(Provided passage Opens)

‘Pretty straightforward’: White House denies it lacks coherent strategy on Iran

The White House rejects claims by Democrats that it lacks a coherent strategy on Iran, claiming President Trump is following a consistent approach designed to pressure Iran to drop its nuclear weapons program and stop fomenting violence in the Middle East.

“The strategy for Iran is pretty straightforward,” said the senior administration official. “Give up your terrorist activity and malign behavior. Give up your persistent pursuit of nuclear weapons and focus your effort on the Iranian people and making Iran a great nation, which it has all the potential to be.

“Our strategy has been, Iran can have a prosperous future. The Iranians are good people. They are smart; they are well educated. There’s a bright future for Iran, but they have to make a decision,” said the official. “There are two paths: They can do what’s right for the Iranian people, or they can continue to try to build a nuclear program and lead terrorist efforts throughout the Middle East.”

(Provided passage Closes)
(Source material Opens)

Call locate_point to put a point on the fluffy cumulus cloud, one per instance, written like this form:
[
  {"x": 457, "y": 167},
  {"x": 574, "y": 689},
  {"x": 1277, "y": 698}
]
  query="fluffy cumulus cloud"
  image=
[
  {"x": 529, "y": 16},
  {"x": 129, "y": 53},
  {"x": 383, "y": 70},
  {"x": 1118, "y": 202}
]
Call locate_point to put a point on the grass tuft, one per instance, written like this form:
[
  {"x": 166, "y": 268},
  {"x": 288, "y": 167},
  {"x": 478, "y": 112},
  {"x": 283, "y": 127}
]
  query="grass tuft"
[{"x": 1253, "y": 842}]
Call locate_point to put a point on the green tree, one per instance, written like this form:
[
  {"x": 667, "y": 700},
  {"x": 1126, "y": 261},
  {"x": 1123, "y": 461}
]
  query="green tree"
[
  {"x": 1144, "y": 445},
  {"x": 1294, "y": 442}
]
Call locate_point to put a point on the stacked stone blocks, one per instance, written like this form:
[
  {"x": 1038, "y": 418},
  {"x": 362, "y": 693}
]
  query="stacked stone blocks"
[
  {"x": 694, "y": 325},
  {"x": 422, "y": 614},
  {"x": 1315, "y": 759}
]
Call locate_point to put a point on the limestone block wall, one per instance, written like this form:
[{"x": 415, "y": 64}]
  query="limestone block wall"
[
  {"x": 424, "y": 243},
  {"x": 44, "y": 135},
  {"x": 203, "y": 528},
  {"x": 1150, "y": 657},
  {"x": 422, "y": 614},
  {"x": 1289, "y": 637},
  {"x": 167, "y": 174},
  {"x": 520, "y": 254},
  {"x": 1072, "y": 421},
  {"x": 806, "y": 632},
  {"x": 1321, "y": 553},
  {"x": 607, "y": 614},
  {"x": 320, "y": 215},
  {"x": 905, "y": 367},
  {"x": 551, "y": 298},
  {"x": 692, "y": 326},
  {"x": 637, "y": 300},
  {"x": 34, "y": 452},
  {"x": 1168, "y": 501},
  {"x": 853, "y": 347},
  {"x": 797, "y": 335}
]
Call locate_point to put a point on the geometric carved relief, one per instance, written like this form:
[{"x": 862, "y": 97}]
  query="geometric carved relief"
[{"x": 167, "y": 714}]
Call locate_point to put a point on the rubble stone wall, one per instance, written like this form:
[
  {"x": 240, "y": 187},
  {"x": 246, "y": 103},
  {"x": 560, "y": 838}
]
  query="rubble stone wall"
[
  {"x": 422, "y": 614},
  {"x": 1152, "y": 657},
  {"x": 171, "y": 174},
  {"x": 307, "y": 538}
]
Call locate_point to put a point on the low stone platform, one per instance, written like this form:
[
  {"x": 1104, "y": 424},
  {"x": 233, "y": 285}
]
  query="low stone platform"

(Source material Closes)

--- What is required ---
In the article on the White House's Iran strategy, what two paths does the senior administration official say Iran can take?

--- Expected answer ---
Iran can do what's right for the Iranian people, or it can continue trying to build a nuclear program and lead terrorist efforts throughout the Middle East.